Do UOL, em São Paulo

20/05/2013 08h28

A missão parecia simples: passar 24 horas na Virada Cultural de São Paulo assistindo aos melhores shows com um  roteiro pré-estabelecido. Mas o desafio ganhou ares de pura sobrevivência no cair da noite e com o surgimento dos temidos arrastões, facadas sangrentas e tiros no meio do público.

Para chegar ao evento, nada melhor que o metrô. Mesmo lotado e sem nenhum tipo de conforto, o transporte público ganha pontos por sua funcionalidade. Cheguei ao Centro com minha namorada às 18h e já seguimos para o show de abertura da cantora Daniela Mercury. O público era formado por casais – tanto do mesmo sexo, quanto do sexo oposto – em clima de romance num show vibrante e divertido.

Depois, revolvemos dar uma volta pelas ruas do Centro para sentir o clima, fazer algumas entrevistas para o UOL e nos deparamos com um ambiente de aparente segurança, repleto de policiais em quase todas as vias. Fizemos uma breve pausa para a janta e guardamos forças para as próximas horas de Virada.

Eis que, logo ao sairmos do restaurante, fomos pegos de surpresa por um barulho que parecia ser uma bomba forte e um imediato corre-corre de pessoas deu-se na sequência. Era o primeiro arrastão que presenciaríamos na noite – outros três arrastões nos aguardavam durante a madrugada.

* **Linhas extraídas**
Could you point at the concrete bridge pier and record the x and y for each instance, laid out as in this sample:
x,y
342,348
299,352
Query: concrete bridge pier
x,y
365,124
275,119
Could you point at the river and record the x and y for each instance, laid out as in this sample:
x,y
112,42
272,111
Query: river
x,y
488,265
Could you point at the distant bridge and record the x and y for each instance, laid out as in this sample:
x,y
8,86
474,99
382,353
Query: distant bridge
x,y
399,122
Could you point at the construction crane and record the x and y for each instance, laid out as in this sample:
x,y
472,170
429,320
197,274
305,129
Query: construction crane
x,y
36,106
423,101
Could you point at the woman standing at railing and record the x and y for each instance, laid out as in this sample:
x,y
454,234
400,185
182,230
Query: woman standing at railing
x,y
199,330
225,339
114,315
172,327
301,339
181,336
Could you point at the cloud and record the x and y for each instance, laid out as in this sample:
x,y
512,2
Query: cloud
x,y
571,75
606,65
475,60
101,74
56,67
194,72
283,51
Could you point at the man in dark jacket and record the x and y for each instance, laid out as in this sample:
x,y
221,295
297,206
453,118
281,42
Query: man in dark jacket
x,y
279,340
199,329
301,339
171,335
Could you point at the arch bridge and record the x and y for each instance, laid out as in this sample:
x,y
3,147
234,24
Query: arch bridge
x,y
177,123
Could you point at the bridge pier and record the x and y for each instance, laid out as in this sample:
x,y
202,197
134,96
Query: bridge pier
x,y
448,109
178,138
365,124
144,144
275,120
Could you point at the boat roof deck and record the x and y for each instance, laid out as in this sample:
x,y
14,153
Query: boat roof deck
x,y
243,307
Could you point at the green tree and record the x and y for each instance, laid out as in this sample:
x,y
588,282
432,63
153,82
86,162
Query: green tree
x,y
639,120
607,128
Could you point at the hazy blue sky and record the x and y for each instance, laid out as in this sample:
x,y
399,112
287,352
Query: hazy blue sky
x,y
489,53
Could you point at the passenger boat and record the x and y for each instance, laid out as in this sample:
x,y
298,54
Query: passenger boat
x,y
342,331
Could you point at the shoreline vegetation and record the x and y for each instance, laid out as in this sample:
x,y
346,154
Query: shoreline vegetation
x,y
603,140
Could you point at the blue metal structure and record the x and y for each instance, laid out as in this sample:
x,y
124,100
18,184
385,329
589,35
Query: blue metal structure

* **Pedido A**
Quais ameaças o relato sobre a Virada Cultural menciona no parágrafo que começa com "A missão parecia simples"?
* **Pedido B**
Reescreva o relato sobre a Virada Cultural entre "A missão parecia" e "meio do público.", inclusive, substituindo "roteiro" por "itinerário".
* **Pedido C**
Retome o relato sobre a Virada Cultural e prossiga a narrativa a partir da última frase.

* **Resposta correta A**
Arrastões, facadas sangrentas e tiros no meio do público.

* **Resposta correta B**
A missão parecia simples: passar 24 horas na Virada Cultural de São Paulo assistindo aos melhores shows com um  itinerário pré-estabelecido. Mas o desafio ganhou ares de pura sobrevivência no cair da noite e com o surgimento dos temidos arrastões, facadas sangrentas e tiros no meio do público.

* **Resposta correta C**
Mesmo assim, resolvemos nos arriscar juntos e ver o ótimo show do Sidney Magal no Largo do Arouche. Poucos minutos depois, outro arrastão passou por nós, e tentamos nos proteger ao lado de um restaurante. Mais uma vez, saímos ilesos. Para ela, foi o limite da paciência e do temor. Sem hesitar, pegou o metrô e voltou para casa em segurança.

Segui o roteiro previsto e assisti na íntegra à apresentação da banda A Banca, da área reservada para a imprensa em frente ao palco na Avenida São João, na companhia do colega do UOL Tiago Dias. Àquela altura, as ruas do centro haviam se transformado em território de marginais que tocavam o terror no indefeso público, praticando todo tipo de crime.

Por volta das 6h, deixei de ser um espectador em busca de boas histórias e passei a me dedicar à cobertura dos graves crimes que aconteceram durante a madrugada. Passei pelo 2º Departamento de Polícia do Bom Retiro e me deparei com uma cena assustadora: delegacia lotada, com os detidos sentados na calçada, já que não havia mais espaço interno. Vítimas esperavam horas para fazer o Boletim de Ocorrência. Não muito distante dali, presenciei vítimas que chegavam em estado degradante à Santa Casa. A grande maioria envolvida em brigas, com direito a facadas e garrafadas. Um caso extremo chegou ao óbito após receber um tiro. Outro perdeu a vida após ter uma overdose.

De volta para a cobertura in loco da Virada, por volta das 8h, me deparei com as ruas habitadas por pessoas alcoolizadas e garis fazendo a limpeza das vias. Os palcos, por sua vez, estavam minguados de poucos madrugadores dominicais. A única exceção positiva recaia sobre a movimentação nas barracas do projeto Chefs na Rua. Meu café da manhã, inusitado, foi carne de porco com tutu de feijão!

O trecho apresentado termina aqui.